#### Testo selezionato ####

Trampolino Italia per i giochi di guerra NATO nel Mediterraneo
“Per
Trident
Juncture 2015, l’attività addestrativa multinazionale che verrà
effettuata il prossimo autunno, la NATO prevede al momento di impiegare, in Italia,
complessivamente 41 aeromobili (di cui 15 appartenenti a Paesi dell’Alleanza e
26 italiani), un totale di circa 3.500 militari italiani (schierati tra Spagna,
Portogallo e Italia), vari assetti navali in corso di definizione”. Lo ha precisato il sottosegretario alla Difesa Gioacchino Alfano, rispondendo in commissione
a un’interrogazione di alcuni deputati del
Movimento 5 Stelle (primo firmatario l’on. Gianluca Rizzo).
Trident Juncture, come espressamente dichiarato per bocca del Comando generale dell’Alleanza
Atlantica, sarà “la più grande esercitazione NATO dalla fine della Guerra
fredda ad oggi” e interesserà un’area geografica imponente, compresa tra il nord
America, l’Oceano Atlantico, il Mediterraneo e i poligoni di guerra di Spagna,
Portogallo, Italia, Belgio, Germania, Olanda e Norvegia. “L’esercitazione
– ha spiegato il sottosegretario Alfano - effettuata con cadenza triennale,
ogni volta con denominazione e luoghi di svolgimento diversi, costituisce un
momento di coesione fondamentale e irrinunciabile per mantenere e,
possibilmente, incrementare, l’interoperabilità tra i 28 Paesi dell’Alleanza e
con i Partners. Quest’anno la sua valenza è di particolare importanza poiché
rappresenta un tangibile segno di attenzione dell’Alleanza Atlantica verso i
rischi presenti nell’area mediterranea ed è finalizzata, infine, a dimostrare
la volontà collettiva di garantire una più ampia cornice di sicurezza ai Paesi
del cosiddetto fianco Sud”.
Sempre secondo il governo, “a livello nazionale, il
coinvolgimento prevede l’invio di elementi dell’Esercito in Spagna, Portogallo
e a Capo Teulada, di assetti aerei dell’Aeronautica presso le basi di Trapani,
Decimomannu, Pratica di Mare, Pisa, Amendola e Sigonella, mentre per la Marina
Militare saranno presenti assetti navali inclusi nell’esercitazione nazionale Mare Aperto, collegata alla Trident Juncture
2015”. I giochi di guerra vedranno pure
il coinvolgimento del Comando integrato della componente aerea (Joint
Force Air Component Command - JFACC) dell’Aeronautica militare di
Poggio Renatico (Ferrara), l’installazione che più di tutte ha
assunto un ruolo strategico chiave nella gestione delle operazioni aeree e di
controllo radar dell’Alleanza atlantica.

#### Dati registrati ####

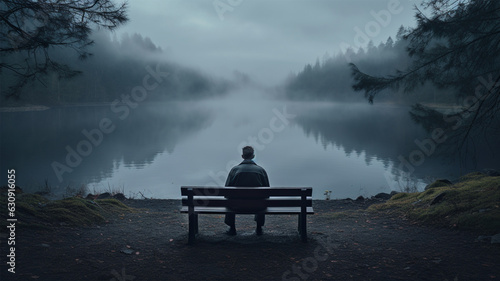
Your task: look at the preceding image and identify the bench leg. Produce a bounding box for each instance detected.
[297,214,302,234]
[194,214,198,234]
[188,213,198,244]
[299,214,307,243]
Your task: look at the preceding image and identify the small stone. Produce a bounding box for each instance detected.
[430,192,446,205]
[375,192,392,200]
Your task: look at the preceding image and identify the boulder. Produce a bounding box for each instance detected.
[96,192,112,199]
[484,169,500,177]
[374,192,392,200]
[429,192,446,206]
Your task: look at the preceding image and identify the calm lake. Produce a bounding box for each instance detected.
[0,93,492,199]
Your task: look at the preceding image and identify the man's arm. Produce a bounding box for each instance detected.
[262,169,271,187]
[225,168,236,186]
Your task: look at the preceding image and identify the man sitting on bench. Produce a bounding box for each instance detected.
[224,146,269,235]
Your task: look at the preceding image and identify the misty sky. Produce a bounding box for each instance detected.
[117,0,421,85]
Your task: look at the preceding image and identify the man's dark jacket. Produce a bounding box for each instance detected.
[226,159,269,187]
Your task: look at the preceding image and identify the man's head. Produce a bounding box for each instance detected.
[241,146,255,160]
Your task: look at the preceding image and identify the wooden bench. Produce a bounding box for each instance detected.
[181,186,314,244]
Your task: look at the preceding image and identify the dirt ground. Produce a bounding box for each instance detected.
[1,200,500,281]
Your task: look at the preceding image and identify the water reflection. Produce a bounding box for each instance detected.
[295,103,499,183]
[1,103,213,190]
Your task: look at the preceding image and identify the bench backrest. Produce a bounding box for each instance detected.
[181,186,312,207]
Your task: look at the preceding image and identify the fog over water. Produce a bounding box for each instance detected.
[1,87,492,198]
[0,0,500,199]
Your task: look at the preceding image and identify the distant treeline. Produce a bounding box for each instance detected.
[0,32,232,104]
[281,26,455,103]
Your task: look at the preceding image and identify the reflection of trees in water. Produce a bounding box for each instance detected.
[1,104,213,190]
[295,104,494,178]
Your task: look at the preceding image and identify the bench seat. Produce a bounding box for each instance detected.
[180,186,314,244]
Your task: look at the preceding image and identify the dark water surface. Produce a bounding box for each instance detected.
[0,99,492,199]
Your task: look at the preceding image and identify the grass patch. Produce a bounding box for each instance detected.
[368,173,500,234]
[318,211,360,220]
[0,190,133,228]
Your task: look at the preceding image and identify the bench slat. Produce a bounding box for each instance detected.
[181,186,312,198]
[182,197,312,207]
[181,206,314,215]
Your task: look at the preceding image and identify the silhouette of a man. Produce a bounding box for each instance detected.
[224,146,269,235]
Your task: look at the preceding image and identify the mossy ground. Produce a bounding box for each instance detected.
[369,173,500,234]
[0,190,133,228]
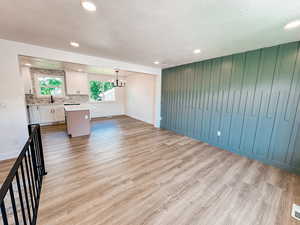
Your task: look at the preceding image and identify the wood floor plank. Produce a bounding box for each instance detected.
[15,116,300,225]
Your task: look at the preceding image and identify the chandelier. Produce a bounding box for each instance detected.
[112,69,125,87]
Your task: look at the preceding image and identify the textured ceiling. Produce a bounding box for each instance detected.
[0,0,300,67]
[19,56,141,76]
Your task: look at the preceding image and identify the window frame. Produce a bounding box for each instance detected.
[88,78,117,104]
[34,73,66,98]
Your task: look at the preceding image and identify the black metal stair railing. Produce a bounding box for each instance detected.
[0,124,46,225]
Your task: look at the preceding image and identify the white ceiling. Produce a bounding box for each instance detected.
[19,56,133,76]
[0,0,300,67]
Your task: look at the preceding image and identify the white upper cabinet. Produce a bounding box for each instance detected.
[66,71,89,95]
[21,67,33,94]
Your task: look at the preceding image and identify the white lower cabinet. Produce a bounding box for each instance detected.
[29,105,65,124]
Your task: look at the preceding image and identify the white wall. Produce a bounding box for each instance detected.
[88,74,126,118]
[0,39,161,160]
[126,73,156,124]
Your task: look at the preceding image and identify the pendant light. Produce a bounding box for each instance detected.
[112,69,125,87]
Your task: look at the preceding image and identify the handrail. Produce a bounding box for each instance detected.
[0,124,47,225]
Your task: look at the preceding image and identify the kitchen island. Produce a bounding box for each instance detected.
[65,105,91,137]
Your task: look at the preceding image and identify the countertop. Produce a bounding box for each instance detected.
[64,105,90,112]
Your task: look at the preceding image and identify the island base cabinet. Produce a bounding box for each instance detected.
[65,110,91,137]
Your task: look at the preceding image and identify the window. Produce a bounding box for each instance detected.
[35,74,65,97]
[89,80,116,102]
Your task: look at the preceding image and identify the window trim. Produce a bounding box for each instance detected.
[34,73,66,98]
[88,79,117,104]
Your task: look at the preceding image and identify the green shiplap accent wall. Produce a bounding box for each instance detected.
[161,42,300,173]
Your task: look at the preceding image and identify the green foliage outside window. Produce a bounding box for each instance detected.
[39,77,63,96]
[90,80,113,101]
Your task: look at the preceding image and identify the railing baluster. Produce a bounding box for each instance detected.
[25,151,36,211]
[16,171,27,225]
[0,124,46,225]
[9,184,19,225]
[28,151,38,201]
[21,162,31,221]
[36,125,47,176]
[34,133,43,188]
[0,199,8,225]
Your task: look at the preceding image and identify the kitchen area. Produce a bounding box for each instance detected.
[20,56,125,137]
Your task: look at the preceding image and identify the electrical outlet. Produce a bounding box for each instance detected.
[292,204,300,220]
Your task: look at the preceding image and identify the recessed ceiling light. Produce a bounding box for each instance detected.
[284,20,300,30]
[194,49,201,54]
[70,41,79,48]
[81,0,97,12]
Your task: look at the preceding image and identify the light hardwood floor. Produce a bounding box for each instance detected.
[34,116,300,225]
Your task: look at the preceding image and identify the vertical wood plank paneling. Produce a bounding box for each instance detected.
[161,42,300,174]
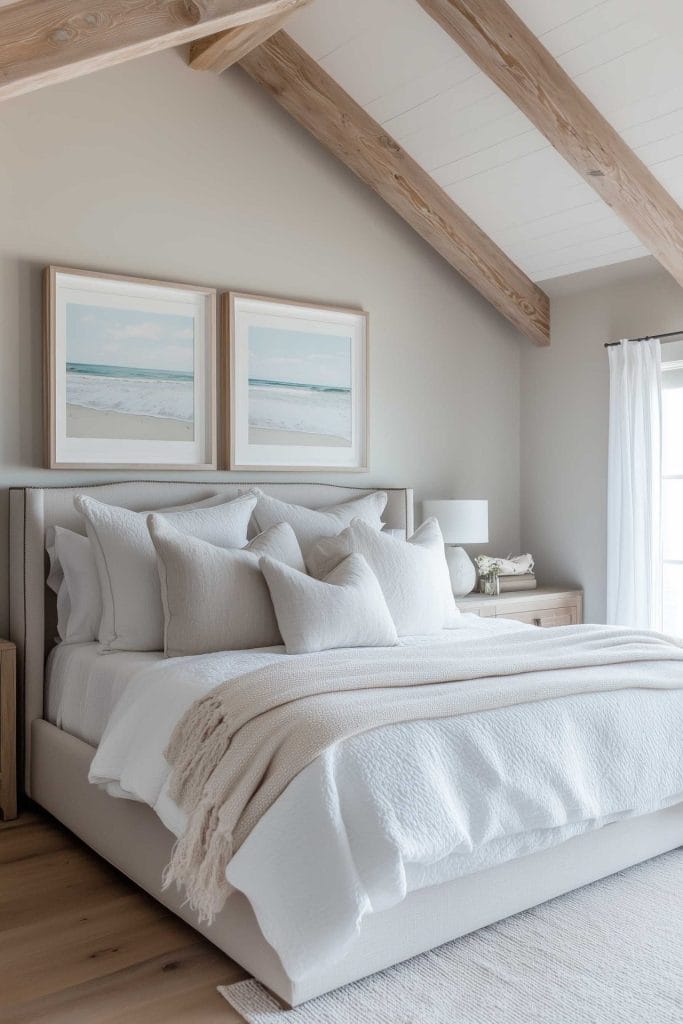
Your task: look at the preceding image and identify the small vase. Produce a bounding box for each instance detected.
[479,575,500,597]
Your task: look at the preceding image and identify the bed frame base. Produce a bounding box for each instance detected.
[31,720,683,1006]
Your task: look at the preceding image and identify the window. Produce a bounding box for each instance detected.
[661,360,683,637]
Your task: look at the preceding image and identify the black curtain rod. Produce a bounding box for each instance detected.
[605,331,683,348]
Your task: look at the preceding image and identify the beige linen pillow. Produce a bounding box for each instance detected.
[260,555,398,654]
[147,514,304,657]
[306,517,460,637]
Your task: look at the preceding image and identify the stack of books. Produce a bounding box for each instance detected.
[498,572,536,594]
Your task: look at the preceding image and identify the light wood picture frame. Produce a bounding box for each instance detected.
[43,266,218,470]
[221,292,369,472]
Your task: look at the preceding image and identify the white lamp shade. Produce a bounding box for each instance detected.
[422,501,488,544]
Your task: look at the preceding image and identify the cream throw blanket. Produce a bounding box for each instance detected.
[164,626,683,921]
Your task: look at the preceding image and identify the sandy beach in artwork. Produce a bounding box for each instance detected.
[249,425,351,447]
[67,404,195,441]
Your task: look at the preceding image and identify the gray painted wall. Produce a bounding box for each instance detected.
[521,259,683,622]
[0,52,531,635]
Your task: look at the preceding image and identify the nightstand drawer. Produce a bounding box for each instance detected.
[456,587,583,627]
[496,605,579,627]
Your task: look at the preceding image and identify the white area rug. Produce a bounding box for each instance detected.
[219,849,683,1024]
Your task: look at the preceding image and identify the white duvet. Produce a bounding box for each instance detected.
[90,615,683,979]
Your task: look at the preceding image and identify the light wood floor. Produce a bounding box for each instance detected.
[0,813,250,1024]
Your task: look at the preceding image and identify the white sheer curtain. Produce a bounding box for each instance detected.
[607,339,661,630]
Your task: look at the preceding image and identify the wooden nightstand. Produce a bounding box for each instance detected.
[456,587,584,626]
[0,640,16,821]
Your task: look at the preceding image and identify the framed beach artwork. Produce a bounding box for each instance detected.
[227,292,368,470]
[45,266,217,469]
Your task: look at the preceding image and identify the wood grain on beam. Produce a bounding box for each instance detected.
[0,0,305,99]
[189,0,309,72]
[418,0,683,285]
[241,32,550,345]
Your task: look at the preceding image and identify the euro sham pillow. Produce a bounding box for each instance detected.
[242,487,387,558]
[260,552,398,654]
[74,495,256,650]
[147,514,304,657]
[47,526,102,643]
[45,490,228,643]
[306,517,460,637]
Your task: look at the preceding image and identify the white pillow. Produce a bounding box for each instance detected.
[306,517,460,637]
[260,552,398,654]
[147,515,304,657]
[45,492,222,643]
[53,526,102,643]
[74,495,256,650]
[242,487,387,558]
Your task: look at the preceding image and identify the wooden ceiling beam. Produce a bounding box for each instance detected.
[418,0,683,285]
[188,0,310,72]
[241,32,550,345]
[0,0,307,99]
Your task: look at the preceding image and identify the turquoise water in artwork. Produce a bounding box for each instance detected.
[67,362,195,421]
[249,327,352,444]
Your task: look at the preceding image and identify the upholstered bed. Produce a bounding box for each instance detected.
[10,481,683,1005]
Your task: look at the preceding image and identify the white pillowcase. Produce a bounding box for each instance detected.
[74,495,256,650]
[260,552,398,654]
[242,487,387,558]
[147,514,304,657]
[47,526,102,643]
[306,517,460,637]
[45,492,228,643]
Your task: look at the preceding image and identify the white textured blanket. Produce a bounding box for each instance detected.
[166,627,683,918]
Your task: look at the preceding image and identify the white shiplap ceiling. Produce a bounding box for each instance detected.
[288,0,683,281]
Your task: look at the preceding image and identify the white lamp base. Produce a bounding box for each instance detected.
[445,544,477,597]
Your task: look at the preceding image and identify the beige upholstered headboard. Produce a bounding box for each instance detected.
[9,480,413,780]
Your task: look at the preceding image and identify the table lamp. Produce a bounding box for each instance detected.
[422,500,488,597]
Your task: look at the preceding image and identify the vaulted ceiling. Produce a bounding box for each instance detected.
[288,0,683,282]
[0,0,683,344]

####

# Cosa fare:
Secondo il testo sull'esercitazione Trident Juncture 2015, quanti aeromobili prevede di impiegare in Italia la NATO?

# Risposta:
La NATO prevede di impiegare complessivamente 41 aeromobili, di cui 15 appartenenti a Paesi dell'Alleanza e 26 italiani.